Rewrite the lines below, changing every "bounding box" to "frame" and keeping everything else the same, but leave out the pictures.
━━━━━━━━━━━━━━━━
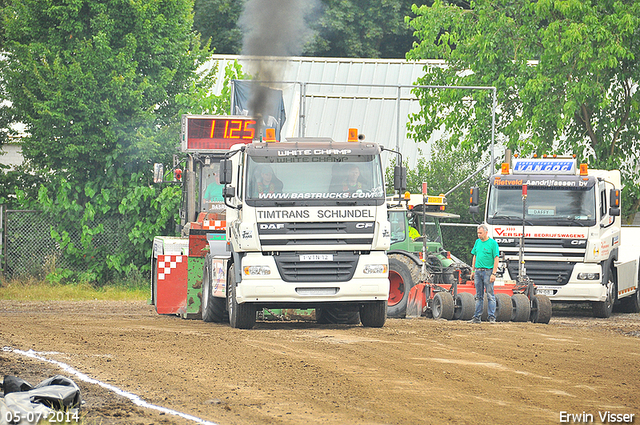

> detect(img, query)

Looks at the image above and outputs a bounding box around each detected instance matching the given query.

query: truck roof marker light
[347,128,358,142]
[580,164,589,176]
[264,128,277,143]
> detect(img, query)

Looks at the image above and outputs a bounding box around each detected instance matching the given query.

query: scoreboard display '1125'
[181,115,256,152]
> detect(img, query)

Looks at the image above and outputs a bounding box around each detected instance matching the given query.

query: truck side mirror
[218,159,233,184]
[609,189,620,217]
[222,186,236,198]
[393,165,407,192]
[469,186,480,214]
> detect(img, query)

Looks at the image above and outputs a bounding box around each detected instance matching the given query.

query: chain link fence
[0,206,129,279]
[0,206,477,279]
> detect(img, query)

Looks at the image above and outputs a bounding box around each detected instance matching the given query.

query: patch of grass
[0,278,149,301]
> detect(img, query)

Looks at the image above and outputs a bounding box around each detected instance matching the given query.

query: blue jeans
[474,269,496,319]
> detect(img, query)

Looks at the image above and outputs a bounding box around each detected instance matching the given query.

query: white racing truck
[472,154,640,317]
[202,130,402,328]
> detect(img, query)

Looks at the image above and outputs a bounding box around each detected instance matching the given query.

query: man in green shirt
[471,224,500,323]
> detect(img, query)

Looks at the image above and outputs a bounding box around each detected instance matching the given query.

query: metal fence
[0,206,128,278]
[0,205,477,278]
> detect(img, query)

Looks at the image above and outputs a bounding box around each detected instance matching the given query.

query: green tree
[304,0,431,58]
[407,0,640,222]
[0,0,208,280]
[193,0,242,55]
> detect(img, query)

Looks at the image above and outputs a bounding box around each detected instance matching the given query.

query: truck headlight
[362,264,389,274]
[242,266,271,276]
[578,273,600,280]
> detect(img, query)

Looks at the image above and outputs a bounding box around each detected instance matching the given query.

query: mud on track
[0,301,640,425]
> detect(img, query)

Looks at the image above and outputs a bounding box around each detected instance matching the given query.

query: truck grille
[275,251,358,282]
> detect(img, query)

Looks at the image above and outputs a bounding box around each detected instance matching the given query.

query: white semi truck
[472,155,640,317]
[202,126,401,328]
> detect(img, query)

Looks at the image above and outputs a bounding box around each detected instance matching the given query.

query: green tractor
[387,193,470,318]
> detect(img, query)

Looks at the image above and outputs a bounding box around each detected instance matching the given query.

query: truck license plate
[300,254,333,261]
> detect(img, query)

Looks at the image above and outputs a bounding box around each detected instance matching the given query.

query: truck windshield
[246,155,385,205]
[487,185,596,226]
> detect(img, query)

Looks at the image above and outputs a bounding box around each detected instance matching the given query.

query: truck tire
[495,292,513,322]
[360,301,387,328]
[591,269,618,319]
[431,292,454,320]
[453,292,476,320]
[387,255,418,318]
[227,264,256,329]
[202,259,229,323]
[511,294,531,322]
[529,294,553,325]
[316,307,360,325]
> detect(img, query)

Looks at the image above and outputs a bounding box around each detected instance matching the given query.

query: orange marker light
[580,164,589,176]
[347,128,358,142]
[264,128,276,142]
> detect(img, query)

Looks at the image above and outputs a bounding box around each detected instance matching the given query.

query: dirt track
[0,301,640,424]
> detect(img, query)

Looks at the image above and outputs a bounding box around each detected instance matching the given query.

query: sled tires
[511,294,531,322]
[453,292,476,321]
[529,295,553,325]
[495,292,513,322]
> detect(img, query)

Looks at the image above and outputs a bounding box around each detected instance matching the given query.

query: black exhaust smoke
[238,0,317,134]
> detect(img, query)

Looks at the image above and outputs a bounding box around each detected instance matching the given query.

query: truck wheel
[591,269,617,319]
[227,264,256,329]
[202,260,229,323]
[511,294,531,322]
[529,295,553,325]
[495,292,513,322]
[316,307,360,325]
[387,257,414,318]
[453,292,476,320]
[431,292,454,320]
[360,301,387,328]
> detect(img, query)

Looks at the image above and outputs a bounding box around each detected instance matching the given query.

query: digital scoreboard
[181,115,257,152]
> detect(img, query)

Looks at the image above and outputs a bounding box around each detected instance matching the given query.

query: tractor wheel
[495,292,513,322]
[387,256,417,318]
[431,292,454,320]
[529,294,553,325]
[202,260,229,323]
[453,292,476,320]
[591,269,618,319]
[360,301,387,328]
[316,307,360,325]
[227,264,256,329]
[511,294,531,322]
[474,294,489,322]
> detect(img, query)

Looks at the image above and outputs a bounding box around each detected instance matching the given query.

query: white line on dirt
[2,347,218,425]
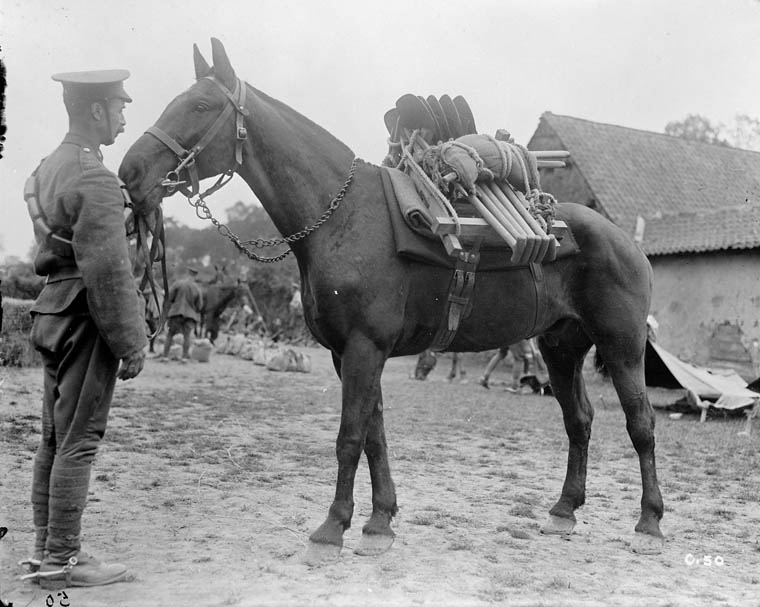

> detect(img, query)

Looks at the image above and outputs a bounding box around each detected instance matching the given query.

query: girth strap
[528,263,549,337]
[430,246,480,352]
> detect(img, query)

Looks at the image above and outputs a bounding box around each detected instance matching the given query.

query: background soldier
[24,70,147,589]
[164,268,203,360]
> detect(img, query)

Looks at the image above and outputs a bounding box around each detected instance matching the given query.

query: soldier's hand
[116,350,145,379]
━━━━━━━━━━━━━━━━
> [COMPLETE RESPONSE]:
> detect(img, query)

Looks at the image above and outputs a frame around each detected instance matching the given query.

query: truck roof marker light
[347,128,358,142]
[580,164,589,176]
[264,128,277,143]
> detect(img, query)

Looks at the image above and outputs a frame around each detected instance matching the given query.

query: scoreboard display '1125'
[181,115,256,152]
> detect(img, query)

Looks at the image above and outputs a frame around each detected instance matching the given query.

query: truck side mirror
[218,159,233,184]
[609,189,620,217]
[222,186,236,198]
[393,165,407,192]
[469,186,480,214]
> detect(img, query)

Looks at the image above and outputs a frame around each detected instance matching the given query.

query: chain link fence
[0,206,129,279]
[0,206,477,279]
> detect(img, query)

Looks at the image above and outputs a frame around each detected instance matching the given query.

query: patch of grass
[0,278,149,301]
> detect(img, query)

Looks at the image above and outputs a frame around each detected instance matching the given query.

query: blue jeans
[474,269,496,319]
> detect(img, query)

Looks at the image above and outputs a frame around each detected instance matching the given query.

query: white racing truck
[472,154,640,317]
[202,130,402,328]
> detect(img, query)

Looks at the image above and outputs a frame around each detected instance matching the given query.

query: man in green shirt
[471,224,500,323]
> detect(img, query)

Looks at the image above and outputs a frame around each detected instance matching the given query.

query: metal fence
[0,206,128,278]
[0,205,477,278]
> detect(img, query)

Looks at the image above and outputs a frame around each detected instance matching the given query.

query: green tree
[304,0,431,58]
[407,0,640,222]
[0,0,208,280]
[193,0,242,55]
> detect(img, query)

Looks at the image above and outputs a frame around each detected instance matching the given query.

query: truck headlight
[362,264,389,274]
[242,266,271,276]
[578,273,600,280]
> detect(img, query)

Looks at the image above and outputs a frame around each detected instance matching the given query.

query: mud on track
[0,301,640,425]
> detect(img, query)

Looks at the image above and outputs a frame around each detected instance matching the given query.

query: truck grille
[275,251,358,282]
> detect(img, query)

Looks at the image above and outputs a frame around each detected instance matching the given query.

query: white semi truck
[472,155,640,317]
[202,126,401,328]
> detect(img, query)

Looks at the image above and outputs a frame around each detected instance matching the given query.

query: green tractor
[387,193,470,318]
> detect(img, query)

Looks at the image above and outputs a frame around each detected instance matching the given query.

query: truck license plate
[300,254,333,261]
> detect(img, query)

Looks at the image above and outputs a frame around each detected instance matching the given query.

query: truck windshield
[246,155,385,205]
[487,185,596,226]
> detect(img, query)

Looks at the image above and outputs a frame around each detected instance matching the given query.

query: truck tire
[495,292,513,322]
[360,301,387,328]
[591,269,618,319]
[431,292,454,320]
[453,292,476,320]
[387,255,418,318]
[227,264,256,329]
[202,259,229,323]
[511,294,531,322]
[529,294,553,325]
[316,307,360,325]
> detect(img, query)

Looks at the image above and outputs a frame around each detected instance matching the given query.

query: orange marker light
[580,164,589,176]
[347,128,358,142]
[264,128,276,142]
> detect(img, query)

Looks at the image above and outputs a frame around each detected instance matching the given query.

query: dirt track
[0,301,640,424]
> detect(img, query)

Looks at the image above and outputs a frame around each detected instance matching the given query.

query: sled tires
[511,294,531,322]
[453,292,476,321]
[529,295,553,325]
[495,292,513,322]
> detect(img, query)

Looks at the image above and outputs a frame around each detected instance matching the given query.

query: black exhaust smoke
[238,0,317,134]
> detect(img, query)

Looks at the image above and outputs a frame around each detected instance matching the given query.

query: truck wheel
[591,269,617,319]
[227,264,256,329]
[202,260,229,323]
[511,294,531,322]
[529,295,553,325]
[495,292,513,322]
[316,307,360,325]
[387,257,414,318]
[453,292,476,320]
[431,292,454,320]
[360,301,387,328]
> detect(img, query)

Looks at the image above and outputs a frame around each detected instance matching the given query.

query: digital scoreboard
[181,115,257,152]
> detect(img, query)

Looks at the image above and outputs a frame around each detected instance matching the given query.

query: tractor wheel
[495,292,513,322]
[387,256,417,318]
[431,292,454,320]
[529,294,553,325]
[202,260,229,323]
[453,292,476,320]
[591,269,618,319]
[360,301,387,328]
[316,307,360,325]
[227,264,256,329]
[511,294,531,322]
[474,294,489,322]
> detect(img, query)

Looks at the image above and outputs a frame around each detected instance matching the given query.

query: white line on dirt
[2,347,218,425]

> detect(img, query)

Looks at the image above and outputs a frame around each detected instance matching the given query.

query: girth strap
[528,263,549,337]
[430,246,480,352]
> detect(img, query)

Looks at the image above and outputs a frame around each detected instance matching the given query.

query: background soldier
[24,70,147,589]
[164,268,203,360]
> detect(img, query)

Looks at the image above and outputs a frame around each detected instance matching the given query.

query: soldier's hand
[116,350,145,379]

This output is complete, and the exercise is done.